WHAT IS BEING ASKED: Can you write out the lines below word for word, starting at the line that contains "Question. For each instance of the gold" and stopping after the line that contains "Question. For each instance of the blue and"?

ENTRIES SUPPLIED:
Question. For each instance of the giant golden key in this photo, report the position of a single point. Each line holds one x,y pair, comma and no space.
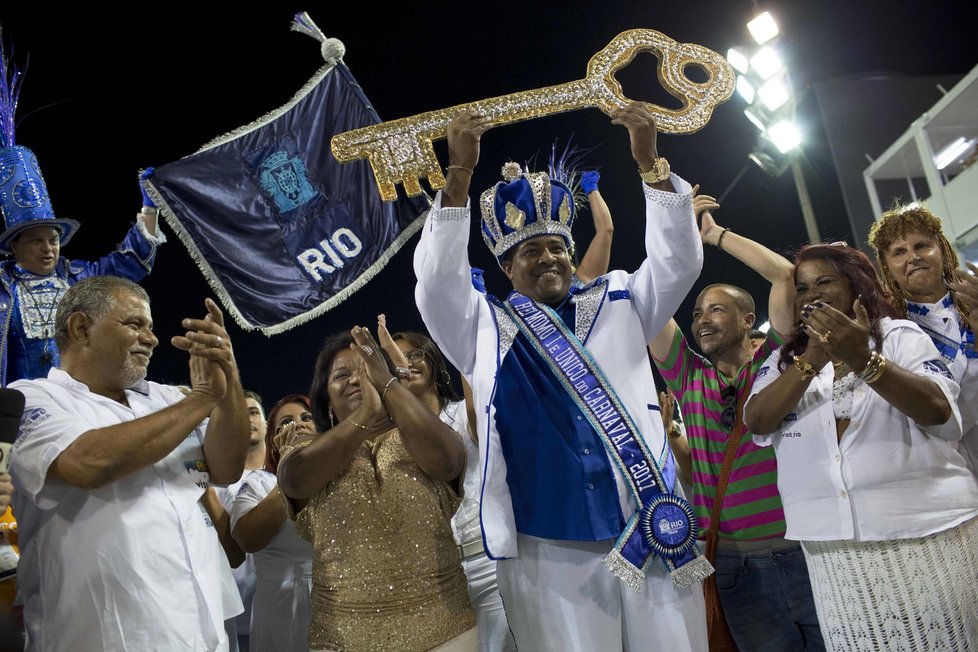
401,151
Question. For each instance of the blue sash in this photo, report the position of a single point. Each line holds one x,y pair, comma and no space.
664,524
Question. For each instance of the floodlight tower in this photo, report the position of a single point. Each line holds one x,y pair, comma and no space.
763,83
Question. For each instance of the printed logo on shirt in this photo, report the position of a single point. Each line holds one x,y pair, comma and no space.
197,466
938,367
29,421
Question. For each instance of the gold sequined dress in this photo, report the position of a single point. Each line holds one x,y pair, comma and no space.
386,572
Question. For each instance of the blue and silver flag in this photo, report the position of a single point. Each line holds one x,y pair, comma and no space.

==

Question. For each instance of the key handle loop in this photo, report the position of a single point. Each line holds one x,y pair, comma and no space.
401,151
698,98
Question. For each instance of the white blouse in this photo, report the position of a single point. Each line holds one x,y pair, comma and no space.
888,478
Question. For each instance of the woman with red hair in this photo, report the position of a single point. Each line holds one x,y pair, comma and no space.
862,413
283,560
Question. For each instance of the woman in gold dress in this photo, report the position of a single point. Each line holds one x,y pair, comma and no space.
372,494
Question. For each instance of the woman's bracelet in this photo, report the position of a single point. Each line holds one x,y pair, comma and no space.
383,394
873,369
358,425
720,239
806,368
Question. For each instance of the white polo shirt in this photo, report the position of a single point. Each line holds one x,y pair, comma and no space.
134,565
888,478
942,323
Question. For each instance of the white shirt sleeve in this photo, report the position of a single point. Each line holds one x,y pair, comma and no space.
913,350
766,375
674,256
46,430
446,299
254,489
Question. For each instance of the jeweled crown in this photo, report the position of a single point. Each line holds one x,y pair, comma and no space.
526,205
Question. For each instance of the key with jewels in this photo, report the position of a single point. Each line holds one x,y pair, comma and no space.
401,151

RESPONSE:
Question. For each instance of the gold sequined dress in this photo, report the position of a single point. Each line holds one x,y pair, comma and no space.
386,572
Question. For each instance of the blue and silver flag in this photo, report the position of a single point. Each line holds one x,y pair, comma and no space.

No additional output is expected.